### [PROBLEM DESCRIPTION]
Every line from the one with "Where can you spot the green stem?" to the end of the listing below must be printed exactly, with no other text and no pictures.
┄┄┄┄┄┄┄┄┄┄┄┄┄┄┄┄┄┄┄┄
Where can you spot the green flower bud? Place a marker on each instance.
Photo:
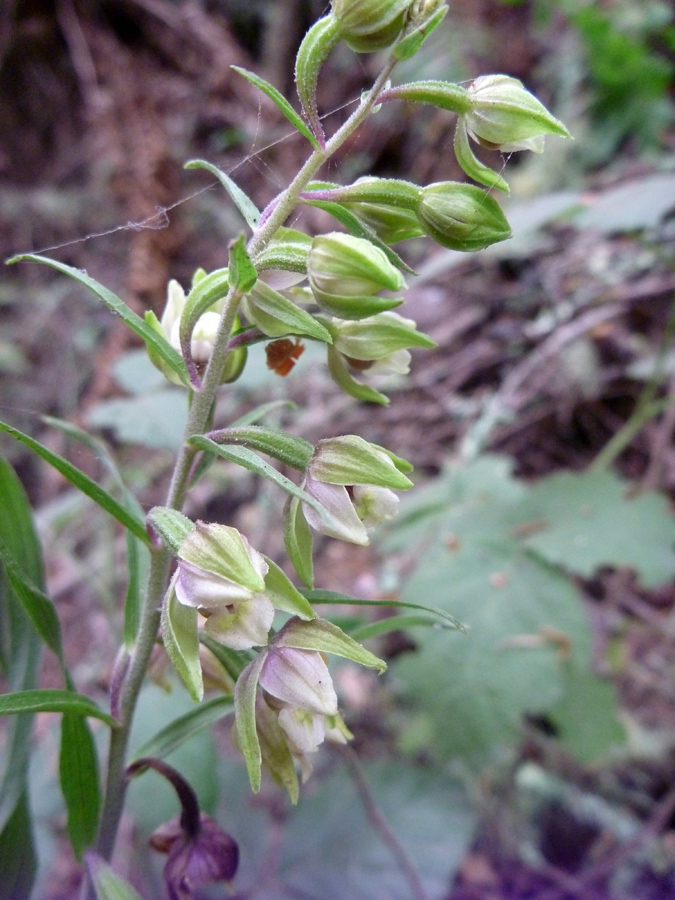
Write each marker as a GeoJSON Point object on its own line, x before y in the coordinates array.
{"type": "Point", "coordinates": [461, 216]}
{"type": "Point", "coordinates": [504, 116]}
{"type": "Point", "coordinates": [389, 222]}
{"type": "Point", "coordinates": [346, 272]}
{"type": "Point", "coordinates": [353, 480]}
{"type": "Point", "coordinates": [370, 25]}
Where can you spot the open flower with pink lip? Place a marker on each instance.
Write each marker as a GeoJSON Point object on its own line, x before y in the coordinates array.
{"type": "Point", "coordinates": [298, 707]}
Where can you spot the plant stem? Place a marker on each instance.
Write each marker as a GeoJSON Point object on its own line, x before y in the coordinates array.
{"type": "Point", "coordinates": [202, 404]}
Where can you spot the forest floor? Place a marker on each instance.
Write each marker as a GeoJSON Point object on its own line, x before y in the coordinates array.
{"type": "Point", "coordinates": [561, 331]}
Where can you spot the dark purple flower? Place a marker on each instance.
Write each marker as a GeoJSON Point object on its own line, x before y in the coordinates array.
{"type": "Point", "coordinates": [195, 860]}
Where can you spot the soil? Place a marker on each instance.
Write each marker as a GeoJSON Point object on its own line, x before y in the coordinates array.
{"type": "Point", "coordinates": [100, 105]}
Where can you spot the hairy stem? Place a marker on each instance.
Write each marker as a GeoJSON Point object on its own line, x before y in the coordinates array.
{"type": "Point", "coordinates": [202, 404]}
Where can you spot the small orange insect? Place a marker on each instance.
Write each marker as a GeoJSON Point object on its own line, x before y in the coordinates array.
{"type": "Point", "coordinates": [283, 354]}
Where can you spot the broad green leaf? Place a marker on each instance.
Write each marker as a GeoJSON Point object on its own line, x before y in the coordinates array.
{"type": "Point", "coordinates": [20, 651]}
{"type": "Point", "coordinates": [147, 334]}
{"type": "Point", "coordinates": [107, 883]}
{"type": "Point", "coordinates": [281, 102]}
{"type": "Point", "coordinates": [182, 729]}
{"type": "Point", "coordinates": [582, 521]}
{"type": "Point", "coordinates": [83, 483]}
{"type": "Point", "coordinates": [322, 635]}
{"type": "Point", "coordinates": [283, 594]}
{"type": "Point", "coordinates": [21, 702]}
{"type": "Point", "coordinates": [242, 456]}
{"type": "Point", "coordinates": [181, 642]}
{"type": "Point", "coordinates": [287, 448]}
{"type": "Point", "coordinates": [245, 206]}
{"type": "Point", "coordinates": [243, 275]}
{"type": "Point", "coordinates": [355, 226]}
{"type": "Point", "coordinates": [137, 555]}
{"type": "Point", "coordinates": [78, 773]}
{"type": "Point", "coordinates": [17, 854]}
{"type": "Point", "coordinates": [244, 709]}
{"type": "Point", "coordinates": [527, 627]}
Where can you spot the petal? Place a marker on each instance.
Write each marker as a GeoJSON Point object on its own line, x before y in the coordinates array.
{"type": "Point", "coordinates": [305, 730]}
{"type": "Point", "coordinates": [198, 587]}
{"type": "Point", "coordinates": [338, 502]}
{"type": "Point", "coordinates": [299, 678]}
{"type": "Point", "coordinates": [374, 505]}
{"type": "Point", "coordinates": [246, 626]}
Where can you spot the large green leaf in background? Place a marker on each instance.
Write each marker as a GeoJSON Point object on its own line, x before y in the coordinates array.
{"type": "Point", "coordinates": [496, 554]}
{"type": "Point", "coordinates": [19, 661]}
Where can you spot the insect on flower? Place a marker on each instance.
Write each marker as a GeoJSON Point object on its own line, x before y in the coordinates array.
{"type": "Point", "coordinates": [283, 354]}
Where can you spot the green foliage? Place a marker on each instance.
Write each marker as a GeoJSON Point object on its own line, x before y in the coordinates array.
{"type": "Point", "coordinates": [629, 76]}
{"type": "Point", "coordinates": [498, 555]}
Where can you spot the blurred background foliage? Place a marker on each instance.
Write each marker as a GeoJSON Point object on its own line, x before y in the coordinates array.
{"type": "Point", "coordinates": [554, 363]}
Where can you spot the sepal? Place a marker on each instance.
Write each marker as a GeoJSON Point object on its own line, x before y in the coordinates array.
{"type": "Point", "coordinates": [461, 216]}
{"type": "Point", "coordinates": [324, 636]}
{"type": "Point", "coordinates": [473, 167]}
{"type": "Point", "coordinates": [351, 460]}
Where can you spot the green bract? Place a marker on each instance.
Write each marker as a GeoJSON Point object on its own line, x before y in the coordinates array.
{"type": "Point", "coordinates": [461, 217]}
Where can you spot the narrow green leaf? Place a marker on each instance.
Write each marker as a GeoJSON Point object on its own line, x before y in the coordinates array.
{"type": "Point", "coordinates": [181, 642]}
{"type": "Point", "coordinates": [312, 53]}
{"type": "Point", "coordinates": [244, 709]}
{"type": "Point", "coordinates": [20, 652]}
{"type": "Point", "coordinates": [242, 456]}
{"type": "Point", "coordinates": [137, 554]}
{"type": "Point", "coordinates": [21, 702]}
{"type": "Point", "coordinates": [322, 635]}
{"type": "Point", "coordinates": [245, 206]}
{"type": "Point", "coordinates": [17, 853]}
{"type": "Point", "coordinates": [411, 43]}
{"type": "Point", "coordinates": [36, 603]}
{"type": "Point", "coordinates": [281, 102]}
{"type": "Point", "coordinates": [287, 448]}
{"type": "Point", "coordinates": [332, 597]}
{"type": "Point", "coordinates": [176, 733]}
{"type": "Point", "coordinates": [355, 226]}
{"type": "Point", "coordinates": [147, 334]}
{"type": "Point", "coordinates": [242, 271]}
{"type": "Point", "coordinates": [78, 773]}
{"type": "Point", "coordinates": [284, 595]}
{"type": "Point", "coordinates": [299, 541]}
{"type": "Point", "coordinates": [83, 483]}
{"type": "Point", "coordinates": [393, 623]}
{"type": "Point", "coordinates": [107, 883]}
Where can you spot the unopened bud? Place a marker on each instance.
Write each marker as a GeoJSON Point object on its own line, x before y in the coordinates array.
{"type": "Point", "coordinates": [461, 216]}
{"type": "Point", "coordinates": [370, 25]}
{"type": "Point", "coordinates": [346, 272]}
{"type": "Point", "coordinates": [504, 116]}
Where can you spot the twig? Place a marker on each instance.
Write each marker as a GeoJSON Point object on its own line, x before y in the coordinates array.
{"type": "Point", "coordinates": [380, 824]}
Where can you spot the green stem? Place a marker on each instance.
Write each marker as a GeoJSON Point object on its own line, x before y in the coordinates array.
{"type": "Point", "coordinates": [200, 409]}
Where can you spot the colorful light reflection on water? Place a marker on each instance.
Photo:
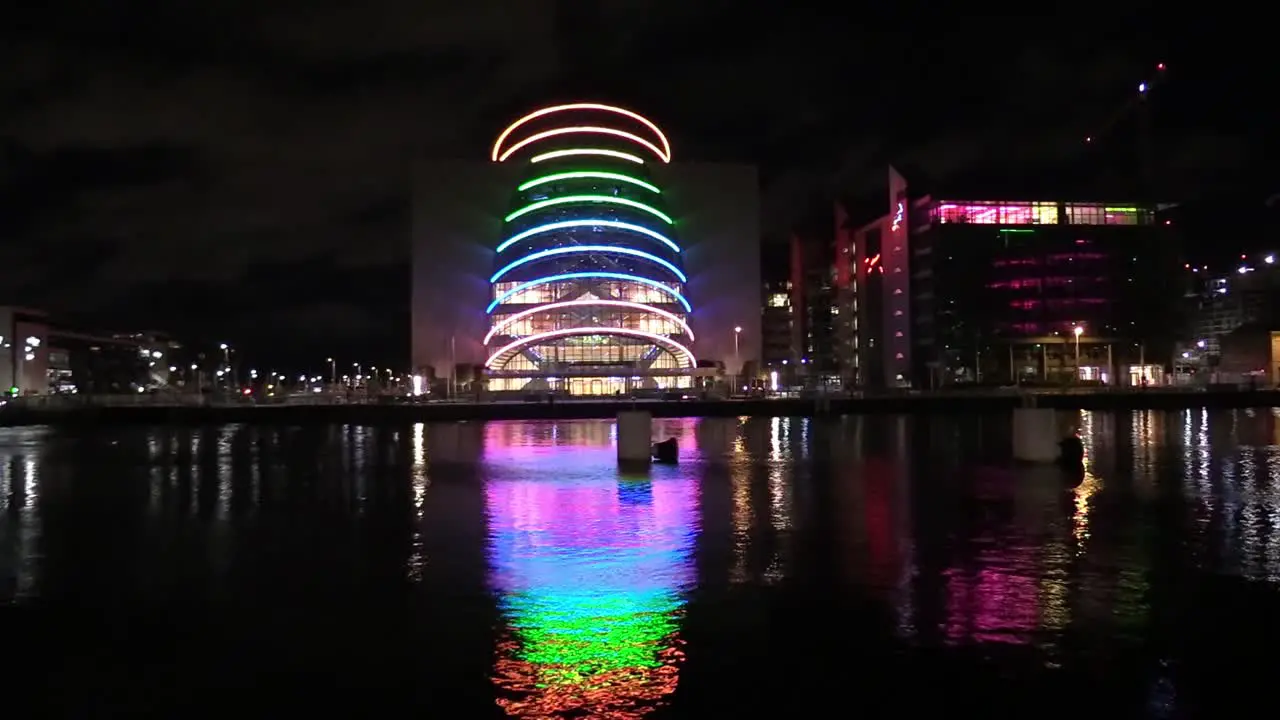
┄┄┄┄┄┄┄┄┄┄┄┄┄┄┄┄┄┄┄┄
### [WRITTEN ANSWER]
Where can you spot the green stem? Place a marker on each instance.
Write each marker as a GeoJSON Point object on its own line, x before y in the coordinates array.
{"type": "Point", "coordinates": [200, 409]}
Where can you spot the colorful light reflection on water? Place a marker on each instance.
Photo:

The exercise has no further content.